Selected extract:
· · ·
Home » Articles » Avoiding IRS penalties when an estate includes a foreign account

Avoiding IRS penalties when an estate includes a foreign account

Usually when considering an estate, people think assets. Debts and liabilities, however, may pass to the next generation and can greatly reduce the value of an estate.

Credit card bills, a mortgage or medical debt may remain unpaid. These creditors may agree to discount the amount owed for a lump sum payment. A federal student loan on the other hand is discharged when the individual who took out the loan dies. The situation changes with a co-signor on a private student loan dies. In this situation, the balance may immediately become due in full.

Other liabilities may include unpaid or disputed taxes or penalties to the State of New York or the Internal Revenue Service. One of the issues that may crop up relates to foreign accounts.

Voluntary disclosure of an offshore account

Offshore accounts have been in the news lately as the Treasury gears up to implement the Foreign Account Tax Compliance Act that goes into effect on July 1, 2014. The IRS has been on the hunt for those with undisclosed offshore accounts. All U.S. citizens and residents need to disclose accounts held at foreign banks on a Report of Foreign Bank and Financial Accounts (FBAR) form if the value is above $10,000 during the fiscal year.

If you had an elderly relative who immigrated to the U.S. from Europe, but left money accruing interest income over the years in an undisclosed Swiss bank account there could be some liability issues. The penalties for failure to report are steep and even criminal when willful.

As an heir of the account, you could avoid criminal charges by filing a disclosure. The offshore voluntary disclosure program requires a taxpayer to pay taxes on the income earned as well as interest that accrued over an eight-year look back period. In addition, a FBAR penalty ranges from five percent to 27.5 percent of the highest balance in the account. The capital gains tax, interest and the penalty could take a substantial portion of an account.
· · ·
Dataset excerpt:
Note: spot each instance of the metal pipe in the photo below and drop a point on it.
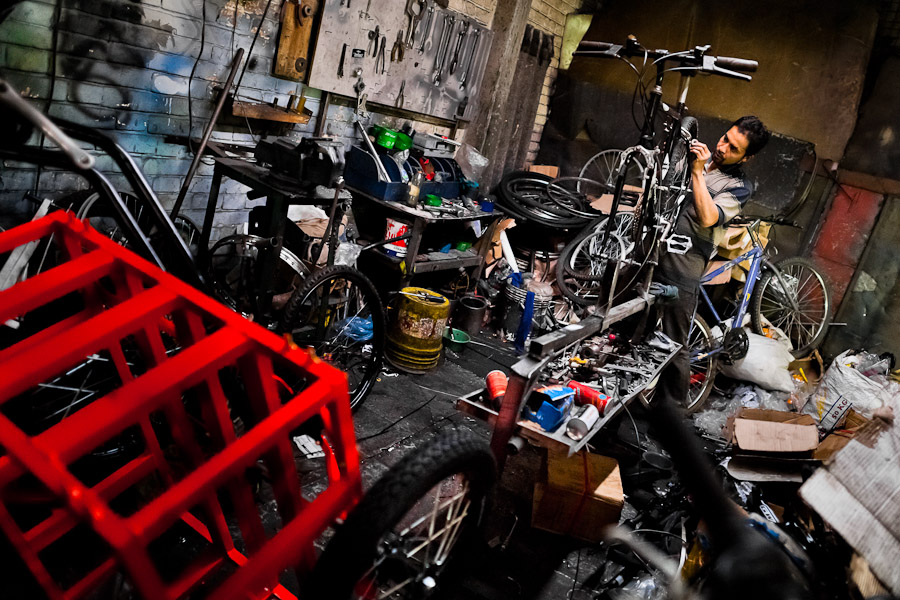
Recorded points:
(195, 164)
· · ·
Problems to work on:
A. In the article on estates with foreign accounts, what is the range of the FBAR penalty under the offshore voluntary disclosure program?
B. Resume the article on IRS penalties for estates with foreign accounts, starting after its final sentence.

Responses for each task:
A. It ranges from five percent to 27.5 percent of the highest balance in the account.

B.
The voluntary disclosure programs started in 2009. Since the initial round, almost 50 percent of the individuals paying the penalties inherited offshore accounts from a relative, according to research by the Government Accountability Office.

Penalties and taxes tied to a foreign bank account can reduce an inheritance. As the IRS continues to receive more information from foreign banks about depositors, quiet disclosure may not protect you from paying back taxes. The IRS statute of limitations allows the agency plenty of time to collect on back taxes, so it is best to take care of issues relating to a foreign account promptly.

Utilize financial accounts that will avoid probate

Various types of accounts can avoid probate and tax penalties. An annuity that you fund to provide pension-like retirement income also usually carries a death benefit. You can designate a beneficiary and this has the benefit of financial privacy for you and heirs by avoiding probate. Proceeds of a life insurance policy may also avoid probate and flow to a beneficiary without tax consequence.

When questions arise about how a transfer of an asset, debt or liability will affect heirs, consult an experienced estate planning attorney. Failure to have a plan in place could result in IRS penalties or a lengthy probate process.